The task: Everything in the listing except the pictures should be written out exactly.

[Records from a point labeling set]
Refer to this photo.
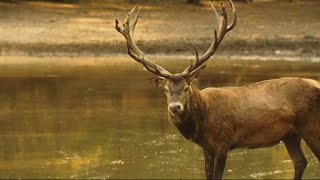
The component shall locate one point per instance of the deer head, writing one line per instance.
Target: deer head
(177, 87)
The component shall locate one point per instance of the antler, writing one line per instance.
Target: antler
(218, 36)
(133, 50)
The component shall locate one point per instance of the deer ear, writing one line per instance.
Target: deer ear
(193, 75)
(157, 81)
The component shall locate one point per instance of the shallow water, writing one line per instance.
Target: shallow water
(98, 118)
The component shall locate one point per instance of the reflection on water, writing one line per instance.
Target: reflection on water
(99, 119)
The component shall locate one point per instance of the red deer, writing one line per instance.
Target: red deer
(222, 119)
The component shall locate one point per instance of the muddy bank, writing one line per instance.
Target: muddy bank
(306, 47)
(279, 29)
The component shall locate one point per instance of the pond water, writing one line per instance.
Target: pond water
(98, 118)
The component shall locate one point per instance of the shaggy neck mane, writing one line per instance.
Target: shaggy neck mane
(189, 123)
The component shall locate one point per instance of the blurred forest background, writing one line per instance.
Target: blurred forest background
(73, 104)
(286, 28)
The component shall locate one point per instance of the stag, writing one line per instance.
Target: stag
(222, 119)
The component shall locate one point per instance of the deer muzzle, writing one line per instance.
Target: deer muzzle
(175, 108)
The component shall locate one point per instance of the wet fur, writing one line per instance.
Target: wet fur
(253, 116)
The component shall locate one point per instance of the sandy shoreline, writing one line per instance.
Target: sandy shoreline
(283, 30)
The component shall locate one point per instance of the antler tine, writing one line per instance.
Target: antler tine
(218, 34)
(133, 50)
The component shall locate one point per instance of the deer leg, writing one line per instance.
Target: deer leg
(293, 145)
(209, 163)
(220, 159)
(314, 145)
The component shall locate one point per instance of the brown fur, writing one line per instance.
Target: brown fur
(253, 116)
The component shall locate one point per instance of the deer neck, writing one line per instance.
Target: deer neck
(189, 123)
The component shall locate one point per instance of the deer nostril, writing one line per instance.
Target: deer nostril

Exercise answer:
Refer to this photo.
The component shall locate one point per instance of the deer head, writing one line per instance.
Target: deer head
(177, 87)
The component shall locate one point per instance of the antler, writing one line per instance.
Target: antler
(218, 36)
(133, 50)
The component shall locate one point per instance of the deer ear, writing one line per instance.
Target: deer ear
(193, 75)
(157, 81)
The component shall locate one point per instance of the shallow water, writing one line per instance.
Target: shallow water
(98, 118)
The component shall locate one point per instance of the reflection on water, writing one line per instance.
Target: reflection on water
(99, 119)
The component shall locate one point per instance of the red deer, writing one line per instance.
Target: red deer
(222, 119)
The component shall locate one point per instance of the muddy bank, writing one line per instance.
Target: muddy bank
(306, 47)
(279, 29)
The component shall locate one point per instance of the pond water, writing one line per instance.
Target: pond water
(98, 118)
The component shall locate one point per instance of the shaggy neck mane, writing one line per instance.
Target: shaggy neck mane
(189, 123)
The component shall locate one point per instance of the blurred forest background, writing one line per instance.
Target: blurred forest background
(73, 104)
(286, 28)
The component shall locate one point per instance of the stag, writing one line per instance.
Target: stag
(222, 119)
The component shall locate one point per instance of the deer muzzle, writing one line per instance.
Target: deer muzzle
(175, 108)
The component shall locate one point per instance of the wet fur, writing one line per instance.
Target: wet fur
(253, 116)
The component shall locate one point per instance of the sandy shoreline, writing one line per instance.
Target: sandy shoreline
(283, 30)
The component shall locate one point per instance of the antler tine, writing one line per instance.
Target: antler tine
(218, 34)
(133, 50)
The component shall locate one point per instance of the deer leg, writing one line per instance.
Target: deer leg
(293, 145)
(209, 163)
(220, 159)
(314, 145)
The component shall locate one point per instance of the brown fur, writing one line per instance.
Target: brown fur
(253, 116)
The component shall locate one point per instance of the deer neck, writing one line per instance.
Target: deer neck
(189, 123)
The component shall locate one point per instance of the deer nostril, writing one line per instance.
Target: deer nostril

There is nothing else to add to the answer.